** Extracted information follows **

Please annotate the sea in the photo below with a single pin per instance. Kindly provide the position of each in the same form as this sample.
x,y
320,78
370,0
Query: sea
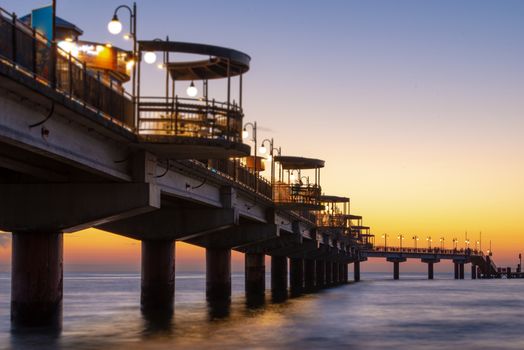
x,y
101,311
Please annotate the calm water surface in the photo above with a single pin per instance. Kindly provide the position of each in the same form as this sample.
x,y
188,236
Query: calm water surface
x,y
101,311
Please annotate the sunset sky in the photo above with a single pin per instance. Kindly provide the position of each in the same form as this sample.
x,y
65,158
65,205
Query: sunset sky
x,y
416,106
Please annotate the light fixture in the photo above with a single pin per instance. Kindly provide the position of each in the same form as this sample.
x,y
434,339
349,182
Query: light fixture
x,y
115,26
192,91
149,57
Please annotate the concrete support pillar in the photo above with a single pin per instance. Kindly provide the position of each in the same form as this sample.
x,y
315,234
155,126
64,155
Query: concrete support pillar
x,y
218,274
336,278
158,277
356,271
309,274
329,273
396,270
37,272
278,274
255,274
296,274
320,267
430,270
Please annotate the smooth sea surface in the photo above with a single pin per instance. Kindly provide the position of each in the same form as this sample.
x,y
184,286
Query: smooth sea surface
x,y
101,311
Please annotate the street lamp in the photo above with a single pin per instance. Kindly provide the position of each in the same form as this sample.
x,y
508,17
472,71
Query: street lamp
x,y
245,135
385,236
415,240
401,238
115,27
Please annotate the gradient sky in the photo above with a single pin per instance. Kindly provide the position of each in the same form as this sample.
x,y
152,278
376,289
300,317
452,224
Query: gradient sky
x,y
416,106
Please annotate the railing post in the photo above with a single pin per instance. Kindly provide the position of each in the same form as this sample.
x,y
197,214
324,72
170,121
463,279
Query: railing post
x,y
84,83
70,62
33,42
13,38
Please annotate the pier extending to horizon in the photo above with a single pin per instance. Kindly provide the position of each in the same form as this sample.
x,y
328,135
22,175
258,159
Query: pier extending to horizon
x,y
78,151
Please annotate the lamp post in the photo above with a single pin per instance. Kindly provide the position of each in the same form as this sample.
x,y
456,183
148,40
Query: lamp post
x,y
115,27
263,150
401,238
415,240
385,236
245,135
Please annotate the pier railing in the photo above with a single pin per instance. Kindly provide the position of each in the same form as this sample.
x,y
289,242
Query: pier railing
x,y
435,250
30,53
189,117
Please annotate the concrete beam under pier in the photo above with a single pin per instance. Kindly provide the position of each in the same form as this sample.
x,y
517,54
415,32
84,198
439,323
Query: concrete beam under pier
x,y
72,207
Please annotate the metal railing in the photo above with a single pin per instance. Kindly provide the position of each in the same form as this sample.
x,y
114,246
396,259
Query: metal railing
x,y
332,220
31,53
284,193
436,250
233,170
199,118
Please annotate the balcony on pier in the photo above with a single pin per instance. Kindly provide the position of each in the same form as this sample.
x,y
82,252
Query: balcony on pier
x,y
298,184
198,126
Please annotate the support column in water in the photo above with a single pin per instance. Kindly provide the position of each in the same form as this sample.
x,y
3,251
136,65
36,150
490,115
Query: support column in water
x,y
309,274
255,273
37,274
218,274
356,271
396,266
296,275
320,267
158,276
278,274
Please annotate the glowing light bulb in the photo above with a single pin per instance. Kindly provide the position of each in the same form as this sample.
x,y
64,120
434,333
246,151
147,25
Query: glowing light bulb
x,y
115,26
149,57
192,91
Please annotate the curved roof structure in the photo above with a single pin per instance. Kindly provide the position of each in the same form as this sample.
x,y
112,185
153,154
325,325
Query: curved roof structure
x,y
222,62
296,163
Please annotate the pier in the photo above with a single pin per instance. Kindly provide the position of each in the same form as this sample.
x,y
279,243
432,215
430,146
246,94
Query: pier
x,y
77,150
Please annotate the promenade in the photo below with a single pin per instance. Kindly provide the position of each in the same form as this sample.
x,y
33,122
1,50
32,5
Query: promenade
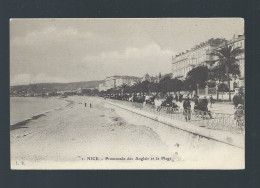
x,y
68,138
221,128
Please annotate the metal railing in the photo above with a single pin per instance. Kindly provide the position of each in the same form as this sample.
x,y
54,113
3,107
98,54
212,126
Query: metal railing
x,y
209,120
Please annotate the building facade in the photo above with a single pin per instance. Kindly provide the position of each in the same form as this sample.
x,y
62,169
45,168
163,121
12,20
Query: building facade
x,y
201,55
117,81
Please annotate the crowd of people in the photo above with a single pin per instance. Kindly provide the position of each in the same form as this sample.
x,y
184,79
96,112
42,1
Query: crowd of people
x,y
200,108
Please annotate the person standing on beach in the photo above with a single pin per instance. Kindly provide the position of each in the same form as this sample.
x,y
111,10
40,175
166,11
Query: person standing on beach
x,y
187,109
211,100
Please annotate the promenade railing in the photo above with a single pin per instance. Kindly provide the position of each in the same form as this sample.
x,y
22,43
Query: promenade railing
x,y
206,119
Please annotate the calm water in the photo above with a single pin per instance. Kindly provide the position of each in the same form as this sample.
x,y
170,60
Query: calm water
x,y
23,108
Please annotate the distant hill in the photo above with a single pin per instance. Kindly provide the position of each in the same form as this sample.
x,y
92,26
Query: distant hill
x,y
50,87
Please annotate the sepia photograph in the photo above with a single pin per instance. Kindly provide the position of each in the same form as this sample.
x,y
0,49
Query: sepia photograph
x,y
127,93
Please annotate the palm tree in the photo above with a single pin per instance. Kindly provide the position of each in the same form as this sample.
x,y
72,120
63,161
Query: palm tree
x,y
227,58
138,86
125,88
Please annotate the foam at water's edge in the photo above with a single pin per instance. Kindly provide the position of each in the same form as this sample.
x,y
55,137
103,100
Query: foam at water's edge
x,y
21,124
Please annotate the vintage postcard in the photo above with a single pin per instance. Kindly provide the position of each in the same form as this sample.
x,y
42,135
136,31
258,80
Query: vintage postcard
x,y
157,93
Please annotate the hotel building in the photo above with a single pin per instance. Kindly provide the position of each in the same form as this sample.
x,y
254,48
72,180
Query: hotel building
x,y
117,81
201,55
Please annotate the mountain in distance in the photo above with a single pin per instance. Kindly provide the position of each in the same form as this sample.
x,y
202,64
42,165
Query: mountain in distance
x,y
51,87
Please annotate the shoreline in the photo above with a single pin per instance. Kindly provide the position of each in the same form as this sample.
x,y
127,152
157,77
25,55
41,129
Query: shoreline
x,y
21,123
66,139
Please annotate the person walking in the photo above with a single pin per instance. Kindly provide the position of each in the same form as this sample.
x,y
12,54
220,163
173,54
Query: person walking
x,y
239,115
211,100
187,109
180,97
176,97
236,100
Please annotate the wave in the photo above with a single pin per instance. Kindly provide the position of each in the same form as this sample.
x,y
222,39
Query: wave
x,y
21,124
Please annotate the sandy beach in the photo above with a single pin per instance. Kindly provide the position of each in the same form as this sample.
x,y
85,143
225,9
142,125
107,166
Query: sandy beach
x,y
105,137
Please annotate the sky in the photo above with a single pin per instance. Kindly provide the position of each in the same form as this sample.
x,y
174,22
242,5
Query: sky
x,y
70,50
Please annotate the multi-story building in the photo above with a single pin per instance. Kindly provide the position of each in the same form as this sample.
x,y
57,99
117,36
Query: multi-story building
x,y
117,81
238,41
149,78
201,55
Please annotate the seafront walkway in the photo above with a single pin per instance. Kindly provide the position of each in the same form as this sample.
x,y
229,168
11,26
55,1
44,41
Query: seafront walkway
x,y
222,127
217,107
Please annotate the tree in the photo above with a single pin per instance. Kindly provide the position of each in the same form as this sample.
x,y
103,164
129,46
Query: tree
x,y
198,75
154,87
223,87
125,88
164,84
137,86
227,61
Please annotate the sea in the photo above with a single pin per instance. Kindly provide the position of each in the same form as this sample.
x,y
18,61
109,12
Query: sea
x,y
24,108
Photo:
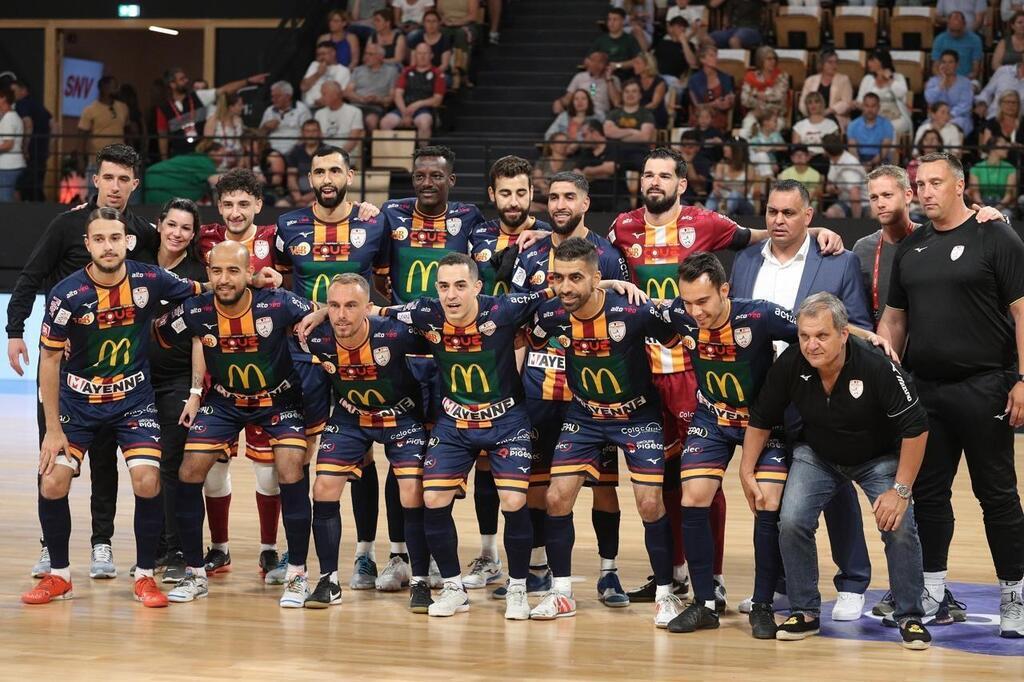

** End of Extracted information **

▶ [Brief] Tally the lines of the data that hold the string "below". Answer with the number and nothing more.

▶ [Exercise solution] 2